Saved entries:
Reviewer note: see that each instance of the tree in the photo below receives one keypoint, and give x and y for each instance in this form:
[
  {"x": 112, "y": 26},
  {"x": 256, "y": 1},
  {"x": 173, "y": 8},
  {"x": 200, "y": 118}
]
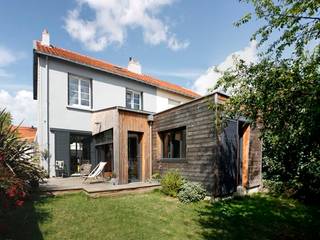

DIRECTIONS: An exact copy of all entries is needed, with no pictures in it.

TASK RESPONSE:
Reviewer note: see that each instance of the tree in the photo below receives one keypoint, and give x and y for each instance in this form:
[
  {"x": 112, "y": 26},
  {"x": 256, "y": 1},
  {"x": 173, "y": 8},
  {"x": 200, "y": 118}
]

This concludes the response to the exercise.